### Text section

What is the origin of life? Does it exist on other worlds? These two cosmological questions have captivated human curiosity for as long as we have had the capacity to wonder. These are questions that unify us. For most of our history, our conversations and explorations of these ideas have been imaginative, cultural, and philosophical. They have not been grounded in evidence or testable hypotheses. For most people, questions about our origins or life beyond Earth seem more at home in science fiction books and movies than in academic journals or laboratories. That is changing. With the last decades’ ever-increasing paces of research and knowledge generation in biochemistry, physics, aerospace engineering, planetary science, astronomy, and a host of other fields, these ancient questions that push the limits of our humanity are becoming scientifically tractable and central to the interdisciplinary field of astrobiology. Scientists around the world are on the verge of answering these questions, and many of them are at Georgia Tech.

######
### Extracted records

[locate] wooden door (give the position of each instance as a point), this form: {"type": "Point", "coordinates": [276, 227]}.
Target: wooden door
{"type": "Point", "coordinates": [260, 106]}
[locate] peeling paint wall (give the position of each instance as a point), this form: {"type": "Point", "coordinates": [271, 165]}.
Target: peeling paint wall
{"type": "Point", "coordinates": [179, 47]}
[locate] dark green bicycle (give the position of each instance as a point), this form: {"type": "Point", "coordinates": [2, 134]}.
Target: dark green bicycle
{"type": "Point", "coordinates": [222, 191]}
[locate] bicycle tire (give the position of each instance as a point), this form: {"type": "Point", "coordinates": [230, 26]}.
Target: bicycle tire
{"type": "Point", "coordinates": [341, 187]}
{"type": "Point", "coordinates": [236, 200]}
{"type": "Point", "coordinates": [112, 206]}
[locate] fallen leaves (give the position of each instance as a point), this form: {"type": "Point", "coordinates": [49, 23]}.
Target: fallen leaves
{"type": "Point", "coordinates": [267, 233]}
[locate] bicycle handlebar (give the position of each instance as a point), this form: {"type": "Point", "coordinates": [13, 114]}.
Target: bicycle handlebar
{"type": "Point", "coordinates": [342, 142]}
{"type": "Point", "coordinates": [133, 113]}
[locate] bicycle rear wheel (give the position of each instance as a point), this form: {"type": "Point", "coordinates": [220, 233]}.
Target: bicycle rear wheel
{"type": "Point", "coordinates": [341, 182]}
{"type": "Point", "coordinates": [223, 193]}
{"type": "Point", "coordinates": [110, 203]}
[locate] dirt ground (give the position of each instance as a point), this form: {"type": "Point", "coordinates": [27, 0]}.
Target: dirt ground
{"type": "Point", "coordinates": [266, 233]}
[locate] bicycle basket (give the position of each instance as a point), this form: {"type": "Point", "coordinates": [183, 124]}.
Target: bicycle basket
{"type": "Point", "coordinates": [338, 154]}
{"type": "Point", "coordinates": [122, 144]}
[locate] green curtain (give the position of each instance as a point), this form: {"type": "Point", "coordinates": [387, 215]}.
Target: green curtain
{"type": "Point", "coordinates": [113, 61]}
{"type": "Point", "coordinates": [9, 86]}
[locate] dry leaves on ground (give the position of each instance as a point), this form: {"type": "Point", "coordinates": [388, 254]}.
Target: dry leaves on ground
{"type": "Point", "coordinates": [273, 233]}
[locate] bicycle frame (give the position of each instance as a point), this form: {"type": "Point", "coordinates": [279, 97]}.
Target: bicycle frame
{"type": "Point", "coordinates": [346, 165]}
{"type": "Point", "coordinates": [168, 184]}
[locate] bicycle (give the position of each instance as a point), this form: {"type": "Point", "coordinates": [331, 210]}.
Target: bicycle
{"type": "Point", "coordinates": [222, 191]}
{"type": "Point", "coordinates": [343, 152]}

######

• **Exercise set**:
**a.** Please summarize the astrobiology passage in two sentences.
**b.** Continue the astrobiology passage from its final sentence.
The records were taken from a different source than the astrobiology passage.

• **Task-by-task outputs**:
**a.** People have long wondered about the origin of life and whether it exists on other worlds, but for most of history they explored these questions through imagination, culture, and philosophy rather than evidence or testable hypotheses. Recent advances in biochemistry, physics, planetary science, astronomy, and other fields are making these questions scientifically tractable within astrobiology, and scientists around the world, many of them at Georgia Tech, are on the verge of answering them.

**b.**
Many of the world leaders in astrobiology research are Georgia Tech faculty, and recent discoveries by Georgia Tech scientists have raised the possibilities of life on Mars and Europa. Expertise in diverse fields including origins chemistry and planetary science are collected on this Atlanta campus. We seek to bring these researchers together with scholars in the humanities and social sciences into a community that celebrates the work of astrobiologists and shares it with the public in its broader cultural context.

When we cast our gaze into the night sky and ask what we might find, we are confronted with out smallness and the limitations of our knowledge; we are confronted with our impermanence. Because of their necessary vision, the most profound optimism is made manifest in the scientific explorations of those looking beyond our planet. These investigations unify us in a sense of smallness and underscore our vulnerability. They compel us not only to keep exploring, but to protect the awesome vitality of the planet Earth.